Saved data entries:
###
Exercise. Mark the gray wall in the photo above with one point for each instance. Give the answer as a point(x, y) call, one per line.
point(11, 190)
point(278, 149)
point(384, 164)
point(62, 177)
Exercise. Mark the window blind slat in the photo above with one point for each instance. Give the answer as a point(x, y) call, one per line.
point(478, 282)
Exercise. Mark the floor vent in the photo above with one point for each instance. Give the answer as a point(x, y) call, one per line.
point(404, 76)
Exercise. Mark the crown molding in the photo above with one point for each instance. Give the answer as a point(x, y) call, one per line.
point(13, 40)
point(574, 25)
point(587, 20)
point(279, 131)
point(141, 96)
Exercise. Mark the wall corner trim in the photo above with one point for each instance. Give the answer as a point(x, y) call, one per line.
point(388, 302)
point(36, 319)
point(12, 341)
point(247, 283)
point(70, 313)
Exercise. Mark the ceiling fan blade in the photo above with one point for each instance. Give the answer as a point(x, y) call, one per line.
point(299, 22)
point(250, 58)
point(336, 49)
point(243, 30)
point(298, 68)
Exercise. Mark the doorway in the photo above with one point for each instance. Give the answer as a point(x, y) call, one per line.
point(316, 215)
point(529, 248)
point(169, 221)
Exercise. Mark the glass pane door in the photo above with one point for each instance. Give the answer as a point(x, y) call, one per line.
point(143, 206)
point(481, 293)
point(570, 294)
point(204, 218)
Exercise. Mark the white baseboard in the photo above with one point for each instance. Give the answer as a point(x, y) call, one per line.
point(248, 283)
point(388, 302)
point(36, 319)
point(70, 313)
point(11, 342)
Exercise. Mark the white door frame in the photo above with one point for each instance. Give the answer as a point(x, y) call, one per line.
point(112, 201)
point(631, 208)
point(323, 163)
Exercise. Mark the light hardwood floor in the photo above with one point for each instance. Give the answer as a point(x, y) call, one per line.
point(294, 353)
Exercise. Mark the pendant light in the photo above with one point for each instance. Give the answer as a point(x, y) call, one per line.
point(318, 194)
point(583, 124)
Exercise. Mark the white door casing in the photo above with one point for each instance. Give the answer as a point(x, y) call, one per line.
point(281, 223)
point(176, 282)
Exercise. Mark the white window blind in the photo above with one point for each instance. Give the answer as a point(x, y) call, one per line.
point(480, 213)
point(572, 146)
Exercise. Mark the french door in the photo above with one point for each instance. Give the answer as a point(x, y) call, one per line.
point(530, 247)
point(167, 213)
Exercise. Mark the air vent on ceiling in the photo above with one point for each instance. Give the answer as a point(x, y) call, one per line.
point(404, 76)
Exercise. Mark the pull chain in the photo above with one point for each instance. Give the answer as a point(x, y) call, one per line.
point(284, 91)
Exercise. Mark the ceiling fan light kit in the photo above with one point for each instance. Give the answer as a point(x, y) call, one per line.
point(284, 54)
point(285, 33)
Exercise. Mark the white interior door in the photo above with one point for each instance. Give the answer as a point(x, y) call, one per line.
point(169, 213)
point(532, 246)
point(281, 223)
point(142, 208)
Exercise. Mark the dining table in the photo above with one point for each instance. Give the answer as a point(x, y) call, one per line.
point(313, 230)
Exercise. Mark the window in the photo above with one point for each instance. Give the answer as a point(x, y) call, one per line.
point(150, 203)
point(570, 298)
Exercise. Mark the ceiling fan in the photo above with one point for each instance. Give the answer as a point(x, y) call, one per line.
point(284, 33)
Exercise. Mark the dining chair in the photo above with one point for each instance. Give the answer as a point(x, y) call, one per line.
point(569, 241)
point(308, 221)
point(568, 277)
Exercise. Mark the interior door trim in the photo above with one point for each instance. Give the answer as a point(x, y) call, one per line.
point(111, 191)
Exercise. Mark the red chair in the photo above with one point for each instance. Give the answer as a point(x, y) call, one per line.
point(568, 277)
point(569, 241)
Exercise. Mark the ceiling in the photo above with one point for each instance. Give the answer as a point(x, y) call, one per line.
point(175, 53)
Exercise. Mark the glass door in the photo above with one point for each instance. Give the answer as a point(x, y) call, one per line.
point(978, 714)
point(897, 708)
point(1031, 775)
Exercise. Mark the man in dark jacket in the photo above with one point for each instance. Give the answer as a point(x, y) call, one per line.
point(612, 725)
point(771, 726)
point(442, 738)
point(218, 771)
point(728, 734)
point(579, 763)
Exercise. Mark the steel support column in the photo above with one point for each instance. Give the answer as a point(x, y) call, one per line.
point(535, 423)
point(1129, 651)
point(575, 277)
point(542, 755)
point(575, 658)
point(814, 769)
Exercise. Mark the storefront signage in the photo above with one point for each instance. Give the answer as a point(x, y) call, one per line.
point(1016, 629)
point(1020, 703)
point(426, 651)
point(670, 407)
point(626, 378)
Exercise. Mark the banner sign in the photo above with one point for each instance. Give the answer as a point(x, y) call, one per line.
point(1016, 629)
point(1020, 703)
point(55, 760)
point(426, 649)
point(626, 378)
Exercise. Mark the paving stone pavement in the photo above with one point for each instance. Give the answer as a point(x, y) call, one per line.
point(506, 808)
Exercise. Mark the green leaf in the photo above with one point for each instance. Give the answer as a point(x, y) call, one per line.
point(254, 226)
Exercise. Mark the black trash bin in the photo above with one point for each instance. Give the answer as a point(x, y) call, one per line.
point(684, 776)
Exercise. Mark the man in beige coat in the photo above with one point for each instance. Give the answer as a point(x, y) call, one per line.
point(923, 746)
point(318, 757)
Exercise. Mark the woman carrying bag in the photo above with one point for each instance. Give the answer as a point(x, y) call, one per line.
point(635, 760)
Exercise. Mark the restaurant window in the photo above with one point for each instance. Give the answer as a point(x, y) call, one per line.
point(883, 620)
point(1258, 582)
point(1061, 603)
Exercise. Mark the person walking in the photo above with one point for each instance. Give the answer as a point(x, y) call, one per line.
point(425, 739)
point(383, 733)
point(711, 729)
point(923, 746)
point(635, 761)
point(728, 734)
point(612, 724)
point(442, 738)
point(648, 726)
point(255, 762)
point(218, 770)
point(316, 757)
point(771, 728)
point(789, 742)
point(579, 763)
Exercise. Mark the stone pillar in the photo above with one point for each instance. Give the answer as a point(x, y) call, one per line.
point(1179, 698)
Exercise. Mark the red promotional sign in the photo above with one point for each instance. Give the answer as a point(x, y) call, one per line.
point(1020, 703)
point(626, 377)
###
Retype the entries in full. Keep every line identical.

Task solution
Exercise. Mark the gray wall in the photo above with one point for each instance. Give the answer as a point(x, y) call, one per line.
point(11, 190)
point(278, 149)
point(384, 164)
point(62, 177)
Exercise. Mark the window blind slat in the photo above with one point for each instance. Give the answer as a point(x, y) call, one per line.
point(478, 282)
Exercise. Mark the floor vent in the photo above with one point for each instance. Give the answer as a point(x, y) call, one per line.
point(404, 76)
Exercise. Mark the crown molding in the photo above with one point for each instance. Give the answer as a point(x, y) call, one per line.
point(13, 40)
point(574, 25)
point(587, 20)
point(279, 131)
point(141, 96)
Exercise. Mark the wall corner trim in the photo above with one point for each instance. Give the answer as a point(x, y) call, one per line.
point(388, 302)
point(36, 319)
point(12, 341)
point(247, 283)
point(70, 313)
Exercise. Mark the ceiling fan blade in the photo above with one point for each instance. Give the answer as a point(x, y) call, one per line.
point(299, 22)
point(250, 58)
point(336, 49)
point(243, 30)
point(298, 68)
Exercise. Mark the doorway in the photo above with one point for each instance. Give the answer as a point(x, y) call, one per line.
point(316, 215)
point(529, 248)
point(169, 221)
Exercise. Mark the glass pane door in the photo above with one point for each instance. Give the answer as a point(x, y) call, one per line.
point(143, 206)
point(481, 293)
point(570, 294)
point(204, 218)
Exercise. Mark the white baseboard in the photo above with one point for each instance. Give the answer as a point(x, y) call, one per line.
point(248, 283)
point(388, 302)
point(36, 319)
point(70, 313)
point(11, 342)
Exercise. Mark the white door frame in the photo above with one point for each instance. Give the answer as a point(x, y) call, one per line.
point(112, 201)
point(631, 208)
point(323, 163)
Exercise. Mark the light hardwood floor in the photo above with one point for each instance. Give the answer as a point(x, y) call, one per line.
point(294, 353)
Exercise. Mark the pendant light in the photo above with one point for each instance. Give the answer as a point(x, y) call, one per line.
point(318, 194)
point(583, 124)
Exercise. Mark the white door casing in the photo above with one point for each instance. Give the answer as a point(x, y) call, one per line.
point(281, 223)
point(176, 282)
Exercise. Mark the white window blind in the photo above with one point for each instance. Give the answer as a point(x, y) call, one per line.
point(480, 213)
point(572, 146)
Exercise. Mark the french door in the photo above with one point for each instance. Give the answer as a point(x, y) call, one per line.
point(530, 247)
point(167, 213)
Exercise. Mark the air vent on ceiling in the photo above with one point for each instance. Give the answer as a point(x, y) call, one per line.
point(404, 76)
Exercise. Mark the pull chain in the photo above with one point for each instance. Give the answer as a point(x, y) call, one per line.
point(284, 91)
Exercise. Mark the ceiling fan light kit in the photo above with one point for each instance. Give the answer as a point(x, y) call, one per line.
point(284, 54)
point(285, 33)
Exercise. Mark the white interior door in the photo above with one point for each instance. Give the answer as a point(x, y) call, one per line.
point(169, 213)
point(532, 246)
point(281, 223)
point(142, 208)
Exercise. Mark the dining table in the photo above with one point for each instance. Give the answer as a point(x, y) call, one per line.
point(313, 230)
Exercise. Mark the window in the photo above with one point for each instance. Give the answer as a point(x, y) call, one per line.
point(150, 203)
point(570, 298)
Exercise. Mark the ceiling fan in the photo above with one point for each instance. Give the answer as a point(x, y) call, one per line.
point(284, 33)
Exercise. Mark the dining chair in the photo above with one point for each instance. Give the answer as a point(x, y) call, one per line.
point(569, 241)
point(308, 221)
point(568, 277)
Exercise. Mark the interior door trim in the photo above with one point for each instance. Give the answer as a point(x, y) call, one per line.
point(111, 191)
Exercise. Mark the red chair in the photo above with one point for each instance. Give the answer as a point(x, y) call, one per line.
point(568, 277)
point(569, 241)
Exercise. Mark the ceiling in the photo above with one point for each instance. Give the answer as a point(x, y) call, one per line.
point(175, 53)
Exercise. Mark the glass door in the photo above with one point for each instance. Give the answer as a point(x, y) call, one per line.
point(978, 714)
point(897, 708)
point(1031, 775)
Exercise. Mark the man in dark jacket in the photo above with one point for each instance. Give the answer as a point(x, y) call, one per line.
point(612, 725)
point(771, 726)
point(442, 738)
point(218, 771)
point(728, 734)
point(579, 763)
Exercise. Mark the steel support column in the photo above with one point for each instance. Give the answer as a point(x, y) call, one per line.
point(535, 423)
point(1129, 651)
point(575, 277)
point(542, 755)
point(575, 658)
point(814, 769)
Exercise. Mark the storefront signage in the photo above with one point for each instance. Give the answer as a point(x, y) call, one per line.
point(1016, 629)
point(1020, 703)
point(426, 651)
point(670, 407)
point(626, 378)
Exercise. Mark the banner sign in the photo above with one point for each instance. Give the answer as a point(x, y) call, one per line.
point(1016, 629)
point(1020, 703)
point(55, 760)
point(426, 649)
point(626, 378)
Exercise. Mark the paving stone pavement in the photo above with one point for each instance. Give the answer as a point(x, y) call, one per line.
point(506, 808)
Exercise. Mark the green leaf in the photo above with one point for each instance. Give the answer as a point(x, y) call, one per line.
point(254, 226)
Exercise. Mark the black trash bin in the photo above with one point for each instance. Give the answer as a point(x, y) call, one per line.
point(684, 776)
Exercise. Mark the man in beige coat in the photo above with one point for each instance. Give the answer as a point(x, y) call, one per line.
point(923, 746)
point(318, 757)
Exercise. Mark the woman carrying bag in the photo above with one point for each instance. Give the answer as a point(x, y) call, one per line.
point(635, 760)
Exercise. Mark the restaurant window in the photo above with one point for each instance. Give the answer as a point(x, y) call, one per line.
point(883, 620)
point(1258, 582)
point(1061, 603)
Exercise. Mark the person walking in the photo above with one point for each instance. Give the answer as a point(x, y) call, one per line.
point(425, 739)
point(383, 733)
point(711, 729)
point(923, 746)
point(635, 761)
point(728, 734)
point(612, 724)
point(442, 738)
point(648, 726)
point(255, 762)
point(218, 770)
point(316, 757)
point(771, 728)
point(789, 742)
point(579, 763)
Exercise. Mark the stone pillar in the photo above with one point for each instance. Give the answer as a point(x, y) call, one per line.
point(1179, 698)
Exercise. Mark the red promotional sign in the photo above with one point for each instance. Give the answer as a point(x, y) call, one per line.
point(1020, 703)
point(626, 377)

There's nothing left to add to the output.